_TASK PROMPT_: Repeat exactly, and only, the lines from the one holding "of the person's" through the last line of the records below.

[Stored data]
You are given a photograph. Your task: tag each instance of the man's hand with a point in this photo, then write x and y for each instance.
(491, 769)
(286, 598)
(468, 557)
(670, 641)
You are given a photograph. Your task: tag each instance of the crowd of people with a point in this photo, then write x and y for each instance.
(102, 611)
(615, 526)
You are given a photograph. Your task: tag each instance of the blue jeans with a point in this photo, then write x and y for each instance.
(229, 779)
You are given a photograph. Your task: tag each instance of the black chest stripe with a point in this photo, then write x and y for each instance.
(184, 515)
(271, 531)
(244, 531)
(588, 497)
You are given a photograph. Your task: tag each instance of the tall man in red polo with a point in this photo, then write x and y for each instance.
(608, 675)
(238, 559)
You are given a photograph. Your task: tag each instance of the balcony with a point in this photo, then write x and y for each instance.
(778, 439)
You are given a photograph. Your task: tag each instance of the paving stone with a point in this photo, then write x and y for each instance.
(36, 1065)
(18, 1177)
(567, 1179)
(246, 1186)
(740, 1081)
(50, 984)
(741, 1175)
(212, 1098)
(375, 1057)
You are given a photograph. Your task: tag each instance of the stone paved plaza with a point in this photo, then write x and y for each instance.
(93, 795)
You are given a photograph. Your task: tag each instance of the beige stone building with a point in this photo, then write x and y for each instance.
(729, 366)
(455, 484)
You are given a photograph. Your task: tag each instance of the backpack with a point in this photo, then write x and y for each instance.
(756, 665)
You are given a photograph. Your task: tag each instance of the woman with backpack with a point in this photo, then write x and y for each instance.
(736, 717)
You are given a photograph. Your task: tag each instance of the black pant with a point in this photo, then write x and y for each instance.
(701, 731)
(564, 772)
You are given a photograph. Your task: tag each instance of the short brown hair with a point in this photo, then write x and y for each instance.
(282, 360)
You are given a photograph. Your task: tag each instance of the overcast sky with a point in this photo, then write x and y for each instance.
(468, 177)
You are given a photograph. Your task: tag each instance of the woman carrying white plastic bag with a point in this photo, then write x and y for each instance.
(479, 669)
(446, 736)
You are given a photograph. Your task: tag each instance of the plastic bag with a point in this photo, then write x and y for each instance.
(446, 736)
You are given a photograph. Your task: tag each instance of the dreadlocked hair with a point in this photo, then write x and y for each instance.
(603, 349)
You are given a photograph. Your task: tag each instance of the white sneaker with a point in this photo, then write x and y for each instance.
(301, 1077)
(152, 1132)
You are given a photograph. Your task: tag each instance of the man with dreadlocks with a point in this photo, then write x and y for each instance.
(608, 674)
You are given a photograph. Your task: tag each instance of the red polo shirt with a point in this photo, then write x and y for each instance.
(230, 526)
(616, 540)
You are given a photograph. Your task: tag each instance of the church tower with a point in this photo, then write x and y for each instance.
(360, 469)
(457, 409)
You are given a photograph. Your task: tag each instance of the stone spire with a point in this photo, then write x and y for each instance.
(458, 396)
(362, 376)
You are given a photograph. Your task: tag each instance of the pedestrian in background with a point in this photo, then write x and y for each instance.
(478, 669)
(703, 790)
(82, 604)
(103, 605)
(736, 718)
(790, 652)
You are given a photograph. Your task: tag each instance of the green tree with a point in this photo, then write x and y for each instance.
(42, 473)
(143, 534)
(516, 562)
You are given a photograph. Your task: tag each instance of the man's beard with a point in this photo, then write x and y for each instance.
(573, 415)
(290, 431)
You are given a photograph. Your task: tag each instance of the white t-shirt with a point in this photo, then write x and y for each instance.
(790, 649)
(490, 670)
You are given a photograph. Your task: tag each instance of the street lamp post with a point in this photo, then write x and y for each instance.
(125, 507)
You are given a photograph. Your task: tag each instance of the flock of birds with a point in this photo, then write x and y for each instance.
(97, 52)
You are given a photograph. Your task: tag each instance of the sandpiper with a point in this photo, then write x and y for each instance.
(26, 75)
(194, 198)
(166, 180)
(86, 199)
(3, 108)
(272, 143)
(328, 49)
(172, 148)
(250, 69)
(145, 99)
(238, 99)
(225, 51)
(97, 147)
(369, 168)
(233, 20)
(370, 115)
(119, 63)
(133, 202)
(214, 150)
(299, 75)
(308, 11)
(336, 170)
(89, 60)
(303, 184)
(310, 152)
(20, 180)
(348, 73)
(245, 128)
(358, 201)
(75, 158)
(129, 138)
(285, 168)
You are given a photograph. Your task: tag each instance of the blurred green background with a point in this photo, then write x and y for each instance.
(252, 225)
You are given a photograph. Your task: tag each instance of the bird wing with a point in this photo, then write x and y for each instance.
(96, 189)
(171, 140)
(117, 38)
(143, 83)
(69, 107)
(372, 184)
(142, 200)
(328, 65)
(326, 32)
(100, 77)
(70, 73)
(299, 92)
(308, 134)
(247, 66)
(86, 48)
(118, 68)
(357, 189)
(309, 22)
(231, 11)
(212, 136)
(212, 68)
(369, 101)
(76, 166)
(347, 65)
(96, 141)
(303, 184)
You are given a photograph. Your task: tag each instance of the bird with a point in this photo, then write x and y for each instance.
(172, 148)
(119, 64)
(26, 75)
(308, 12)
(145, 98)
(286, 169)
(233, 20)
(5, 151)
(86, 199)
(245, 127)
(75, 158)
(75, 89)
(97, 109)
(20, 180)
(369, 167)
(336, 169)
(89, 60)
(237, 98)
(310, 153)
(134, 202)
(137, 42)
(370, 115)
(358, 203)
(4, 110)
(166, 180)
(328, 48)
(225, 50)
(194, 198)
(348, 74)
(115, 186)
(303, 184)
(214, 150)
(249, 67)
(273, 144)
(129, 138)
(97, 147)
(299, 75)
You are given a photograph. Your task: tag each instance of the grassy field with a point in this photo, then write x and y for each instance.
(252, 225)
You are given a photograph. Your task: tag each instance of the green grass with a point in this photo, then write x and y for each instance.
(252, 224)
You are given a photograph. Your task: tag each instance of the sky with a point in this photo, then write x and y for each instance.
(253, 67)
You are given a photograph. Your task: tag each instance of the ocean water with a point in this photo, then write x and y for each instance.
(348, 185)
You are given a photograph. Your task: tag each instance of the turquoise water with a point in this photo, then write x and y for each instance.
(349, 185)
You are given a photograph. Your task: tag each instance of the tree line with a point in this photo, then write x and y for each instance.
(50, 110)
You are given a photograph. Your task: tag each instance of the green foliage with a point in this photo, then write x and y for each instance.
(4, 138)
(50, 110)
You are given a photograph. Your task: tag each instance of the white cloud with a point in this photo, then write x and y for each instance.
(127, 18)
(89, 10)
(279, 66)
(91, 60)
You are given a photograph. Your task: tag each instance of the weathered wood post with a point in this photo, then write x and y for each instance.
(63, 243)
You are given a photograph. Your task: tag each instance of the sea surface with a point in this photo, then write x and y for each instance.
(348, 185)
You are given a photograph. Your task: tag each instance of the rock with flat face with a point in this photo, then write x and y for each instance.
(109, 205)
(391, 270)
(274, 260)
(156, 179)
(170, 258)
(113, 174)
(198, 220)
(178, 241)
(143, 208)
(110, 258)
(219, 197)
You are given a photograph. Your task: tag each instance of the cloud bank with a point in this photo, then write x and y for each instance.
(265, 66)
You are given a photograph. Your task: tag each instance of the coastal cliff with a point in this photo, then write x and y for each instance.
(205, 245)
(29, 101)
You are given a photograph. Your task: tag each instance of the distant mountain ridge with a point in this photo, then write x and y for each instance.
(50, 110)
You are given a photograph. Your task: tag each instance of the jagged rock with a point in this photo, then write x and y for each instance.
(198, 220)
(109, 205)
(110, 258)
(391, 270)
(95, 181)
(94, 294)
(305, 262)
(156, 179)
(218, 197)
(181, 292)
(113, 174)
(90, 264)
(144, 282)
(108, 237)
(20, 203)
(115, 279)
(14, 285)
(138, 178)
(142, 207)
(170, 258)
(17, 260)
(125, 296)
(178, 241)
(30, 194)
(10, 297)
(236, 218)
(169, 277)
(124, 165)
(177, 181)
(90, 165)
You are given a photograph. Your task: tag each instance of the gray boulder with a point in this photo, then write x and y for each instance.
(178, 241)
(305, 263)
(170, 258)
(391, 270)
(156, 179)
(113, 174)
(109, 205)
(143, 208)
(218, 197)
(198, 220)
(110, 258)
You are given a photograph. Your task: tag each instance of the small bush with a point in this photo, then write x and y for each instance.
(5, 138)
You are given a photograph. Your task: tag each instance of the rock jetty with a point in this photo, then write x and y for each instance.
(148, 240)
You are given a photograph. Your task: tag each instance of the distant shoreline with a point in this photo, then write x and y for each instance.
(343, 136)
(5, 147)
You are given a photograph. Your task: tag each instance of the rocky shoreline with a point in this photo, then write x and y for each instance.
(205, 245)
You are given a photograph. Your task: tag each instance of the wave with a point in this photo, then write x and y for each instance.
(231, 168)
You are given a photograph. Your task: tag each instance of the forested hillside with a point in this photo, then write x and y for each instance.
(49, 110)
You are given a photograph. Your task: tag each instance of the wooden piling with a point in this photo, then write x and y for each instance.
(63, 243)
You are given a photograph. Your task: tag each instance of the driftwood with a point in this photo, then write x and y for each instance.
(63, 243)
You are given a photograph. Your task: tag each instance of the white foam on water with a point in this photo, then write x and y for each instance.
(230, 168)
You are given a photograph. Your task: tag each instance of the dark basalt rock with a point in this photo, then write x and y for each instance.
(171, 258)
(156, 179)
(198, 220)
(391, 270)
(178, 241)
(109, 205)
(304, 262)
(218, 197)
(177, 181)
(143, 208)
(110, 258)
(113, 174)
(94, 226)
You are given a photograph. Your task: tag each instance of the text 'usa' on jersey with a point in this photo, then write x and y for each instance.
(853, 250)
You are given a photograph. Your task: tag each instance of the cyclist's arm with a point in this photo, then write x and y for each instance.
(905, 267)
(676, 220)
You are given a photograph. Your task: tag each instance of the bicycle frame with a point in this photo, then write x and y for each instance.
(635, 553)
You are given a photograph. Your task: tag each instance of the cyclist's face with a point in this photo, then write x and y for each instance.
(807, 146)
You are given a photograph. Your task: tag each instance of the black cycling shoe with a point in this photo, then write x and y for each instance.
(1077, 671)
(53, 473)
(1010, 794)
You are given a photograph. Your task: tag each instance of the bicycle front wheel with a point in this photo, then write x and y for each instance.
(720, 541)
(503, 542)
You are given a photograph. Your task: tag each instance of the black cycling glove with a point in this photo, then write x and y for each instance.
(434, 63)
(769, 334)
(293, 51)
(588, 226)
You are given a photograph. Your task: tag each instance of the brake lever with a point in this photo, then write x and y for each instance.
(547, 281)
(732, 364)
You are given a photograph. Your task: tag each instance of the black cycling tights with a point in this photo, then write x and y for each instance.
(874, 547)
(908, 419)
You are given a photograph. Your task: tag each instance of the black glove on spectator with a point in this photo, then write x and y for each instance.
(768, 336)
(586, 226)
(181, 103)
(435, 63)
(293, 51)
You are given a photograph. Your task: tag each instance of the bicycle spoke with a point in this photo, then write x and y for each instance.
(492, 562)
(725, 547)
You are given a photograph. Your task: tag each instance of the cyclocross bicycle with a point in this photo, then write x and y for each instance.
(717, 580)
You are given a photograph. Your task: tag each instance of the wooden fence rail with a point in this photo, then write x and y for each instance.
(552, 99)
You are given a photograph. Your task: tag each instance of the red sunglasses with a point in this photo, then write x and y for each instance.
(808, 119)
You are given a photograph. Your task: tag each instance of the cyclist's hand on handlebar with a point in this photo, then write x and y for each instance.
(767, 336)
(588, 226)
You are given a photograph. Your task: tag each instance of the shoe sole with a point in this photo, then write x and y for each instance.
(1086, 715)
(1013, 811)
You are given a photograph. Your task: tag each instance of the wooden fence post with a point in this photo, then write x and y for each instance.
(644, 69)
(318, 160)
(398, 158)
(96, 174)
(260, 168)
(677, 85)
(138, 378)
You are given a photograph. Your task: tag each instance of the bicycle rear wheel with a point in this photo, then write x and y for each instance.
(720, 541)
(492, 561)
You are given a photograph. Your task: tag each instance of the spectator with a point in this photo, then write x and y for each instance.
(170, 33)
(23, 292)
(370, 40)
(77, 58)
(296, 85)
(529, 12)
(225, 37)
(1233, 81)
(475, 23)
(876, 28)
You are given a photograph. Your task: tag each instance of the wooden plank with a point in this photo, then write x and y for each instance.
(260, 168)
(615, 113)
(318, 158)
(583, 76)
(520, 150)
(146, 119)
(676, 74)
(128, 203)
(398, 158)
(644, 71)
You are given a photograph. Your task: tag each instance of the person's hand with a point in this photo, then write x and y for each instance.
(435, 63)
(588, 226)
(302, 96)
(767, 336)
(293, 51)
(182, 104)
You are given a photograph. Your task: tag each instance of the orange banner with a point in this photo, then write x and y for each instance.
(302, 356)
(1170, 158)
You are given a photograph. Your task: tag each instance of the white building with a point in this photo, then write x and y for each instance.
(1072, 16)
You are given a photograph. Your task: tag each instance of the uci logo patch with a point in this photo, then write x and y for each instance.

_RESULT BELOW_:
You are given a photograph. Your task: tag each instance of the person's hand with a point in this photo, then write x and y for each instance.
(435, 63)
(588, 226)
(302, 96)
(767, 336)
(293, 51)
(182, 104)
You are given a photograph. Your task: tag each instance of the orange banner with a point in this photo, then write x and y for each instance.
(302, 356)
(1170, 158)
You are given a photograph. Your task: tag each instance of the white building with a point in this photo, then write x and y for each instance.
(1072, 16)
You are given a photograph. Your task: tag each instance of the uci logo patch with a point in this photo, then write x and y for each instance.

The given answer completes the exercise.